====== Task input
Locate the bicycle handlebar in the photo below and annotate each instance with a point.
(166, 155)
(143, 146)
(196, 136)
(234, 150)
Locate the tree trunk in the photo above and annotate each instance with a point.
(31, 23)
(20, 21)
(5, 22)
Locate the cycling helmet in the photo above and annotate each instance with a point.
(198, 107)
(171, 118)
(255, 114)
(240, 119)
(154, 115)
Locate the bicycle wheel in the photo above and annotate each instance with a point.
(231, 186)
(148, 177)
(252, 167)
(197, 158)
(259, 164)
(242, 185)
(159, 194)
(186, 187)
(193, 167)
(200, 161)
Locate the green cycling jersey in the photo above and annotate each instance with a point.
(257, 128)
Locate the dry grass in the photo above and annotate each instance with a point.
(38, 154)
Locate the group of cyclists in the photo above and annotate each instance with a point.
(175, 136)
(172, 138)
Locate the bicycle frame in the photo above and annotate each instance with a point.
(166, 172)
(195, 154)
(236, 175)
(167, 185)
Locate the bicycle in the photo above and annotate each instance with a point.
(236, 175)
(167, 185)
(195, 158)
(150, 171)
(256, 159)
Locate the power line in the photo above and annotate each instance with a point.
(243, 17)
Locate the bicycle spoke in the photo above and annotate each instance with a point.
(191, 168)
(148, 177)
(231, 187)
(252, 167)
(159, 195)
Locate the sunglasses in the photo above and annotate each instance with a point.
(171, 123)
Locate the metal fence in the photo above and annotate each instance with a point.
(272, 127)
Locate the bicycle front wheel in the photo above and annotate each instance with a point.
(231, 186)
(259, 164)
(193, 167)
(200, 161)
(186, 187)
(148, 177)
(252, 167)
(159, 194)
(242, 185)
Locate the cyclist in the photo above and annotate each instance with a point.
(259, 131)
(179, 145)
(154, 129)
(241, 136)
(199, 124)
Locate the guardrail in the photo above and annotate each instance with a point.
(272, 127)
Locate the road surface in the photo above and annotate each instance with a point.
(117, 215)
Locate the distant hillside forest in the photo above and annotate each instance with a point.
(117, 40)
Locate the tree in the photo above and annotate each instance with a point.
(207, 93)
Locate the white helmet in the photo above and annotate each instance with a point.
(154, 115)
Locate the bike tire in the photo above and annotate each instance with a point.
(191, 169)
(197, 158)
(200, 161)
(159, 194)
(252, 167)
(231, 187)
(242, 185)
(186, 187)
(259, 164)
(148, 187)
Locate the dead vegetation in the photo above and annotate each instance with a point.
============
* [Goal]:
Write out every entry word for word.

* [Answer to the exercise]:
Locate the bicycle handlebar in the photo below and annotate each instance with a point.
(166, 155)
(143, 146)
(196, 136)
(234, 150)
Locate the tree trunk in the photo above and annotate each instance with a point.
(31, 23)
(20, 21)
(5, 22)
Locate the cycling helmet in the photo above and annotate each instance with a point.
(198, 107)
(171, 118)
(255, 114)
(240, 119)
(154, 115)
Locate the bicycle wheel in the photo above and annotate each instance with a point.
(231, 186)
(148, 177)
(252, 167)
(197, 158)
(259, 164)
(242, 185)
(159, 194)
(186, 187)
(193, 167)
(200, 161)
Locate the green cycling jersey in the photo above and annotate each instance with a point.
(257, 128)
Locate the dry grass in the photo above and annotate each instance with a point.
(38, 154)
Locate the group of cyclists in the photo above and annotate each instance with a point.
(175, 136)
(172, 138)
Locate the bicycle frame in the photo above and annotate each instance with a point.
(166, 172)
(195, 154)
(236, 175)
(167, 185)
Locate the bicycle in the photo above and annotate each instance with a point.
(236, 175)
(167, 185)
(195, 158)
(150, 171)
(256, 159)
Locate the power line in the photo above and annotate each instance with a point.
(243, 17)
Locate the bicycle spoke in the photo above and annotate each instance with a point.
(191, 168)
(148, 177)
(231, 187)
(252, 167)
(159, 195)
Locate the sunglasses in the photo above and annotate each instance with a point.
(171, 123)
Locate the metal fence in the photo above and annotate each instance with a point.
(272, 127)
Locate the bicycle front wheel in the photo above and annotate each instance with a point.
(231, 186)
(259, 164)
(193, 167)
(200, 161)
(186, 187)
(148, 177)
(252, 167)
(159, 194)
(242, 185)
Locate the cyclist in the photo above and annotate each instance with a point.
(259, 131)
(179, 145)
(154, 129)
(241, 136)
(199, 124)
Locate the guardrail in the photo above and annotate each instance with a point.
(272, 127)
Locate the road surface in the photo above and annotate each instance with a point.
(117, 215)
Locate the distant hillside forest in the photo above and annotate each instance with a point.
(117, 40)
Locate the tree in the photo above and annotate each instance with a point.
(207, 93)
Locate the white helmet in the photo above and annotate each instance with a point.
(154, 115)
Locate the bike tire in the photo above and annotate each instance with a point.
(191, 169)
(197, 158)
(200, 161)
(159, 194)
(252, 167)
(231, 187)
(242, 185)
(186, 187)
(259, 164)
(148, 187)
Locate the dead vegetation in the photo above and annotate each instance with a point.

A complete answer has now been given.